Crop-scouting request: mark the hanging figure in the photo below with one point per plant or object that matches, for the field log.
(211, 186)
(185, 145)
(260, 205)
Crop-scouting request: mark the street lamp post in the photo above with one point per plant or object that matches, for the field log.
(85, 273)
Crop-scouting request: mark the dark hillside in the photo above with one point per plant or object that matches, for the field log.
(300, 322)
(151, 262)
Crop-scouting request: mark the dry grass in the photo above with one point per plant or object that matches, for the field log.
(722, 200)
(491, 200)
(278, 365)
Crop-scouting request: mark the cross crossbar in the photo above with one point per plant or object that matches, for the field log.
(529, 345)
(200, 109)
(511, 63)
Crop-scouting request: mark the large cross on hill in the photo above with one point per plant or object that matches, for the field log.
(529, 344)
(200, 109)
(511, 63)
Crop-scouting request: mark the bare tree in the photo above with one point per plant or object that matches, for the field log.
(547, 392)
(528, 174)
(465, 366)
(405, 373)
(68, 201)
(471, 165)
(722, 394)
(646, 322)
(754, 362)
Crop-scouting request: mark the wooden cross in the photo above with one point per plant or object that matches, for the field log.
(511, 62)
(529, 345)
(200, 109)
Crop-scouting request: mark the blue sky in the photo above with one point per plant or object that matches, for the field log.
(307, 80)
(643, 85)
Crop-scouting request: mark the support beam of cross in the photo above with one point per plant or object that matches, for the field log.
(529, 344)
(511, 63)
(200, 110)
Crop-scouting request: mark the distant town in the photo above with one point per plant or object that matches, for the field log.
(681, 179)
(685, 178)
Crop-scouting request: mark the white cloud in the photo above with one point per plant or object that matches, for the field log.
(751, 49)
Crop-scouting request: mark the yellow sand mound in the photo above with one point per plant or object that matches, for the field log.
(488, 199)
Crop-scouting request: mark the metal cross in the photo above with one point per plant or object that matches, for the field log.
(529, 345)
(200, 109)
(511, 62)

───

**Work instruction:** From where "Crop-scouting request: mark the large" appears to the last line of the listing above, please write out every line exactly; leave out the rest.

**The answer:**
Crop-scouting request: mark the large cross on hill in the photo above with one point per plant or object that matches, for the field log.
(529, 344)
(200, 109)
(511, 63)
Crop-scouting request: mark the bare tree in the photo above with one point per plant or object that matches, for the field log.
(547, 392)
(528, 174)
(465, 366)
(405, 373)
(68, 201)
(471, 165)
(722, 394)
(646, 322)
(754, 362)
Crop-scouting request: mark the wooden cross in the photo above with one point per plant or object that matches, for the field log.
(511, 62)
(529, 345)
(200, 109)
Crop-scouting request: mark the blue sky in the photo above with one point per plant or object that matches, for the field log.
(307, 80)
(643, 85)
Crop-scouting request: mark the support beam of cross in the photo above with one point per plant or object that matches, for the field log.
(529, 344)
(511, 63)
(200, 110)
Crop-scouting request: mark the distant town in the photo above with one point per plant or object that matches, for the field log.
(681, 179)
(685, 178)
Crop-scouting request: mark the white cloud in the photo above with one point per plant or object that matches, for the field log.
(751, 49)
Crop-scouting request: mark the yellow sand mound in the photo above with one point per plant or object that matches, for the field log.
(488, 199)
Crop-scouting request: mark the metal cross in the photo above with one point per plant or object that matches, for the field log.
(529, 345)
(200, 109)
(511, 62)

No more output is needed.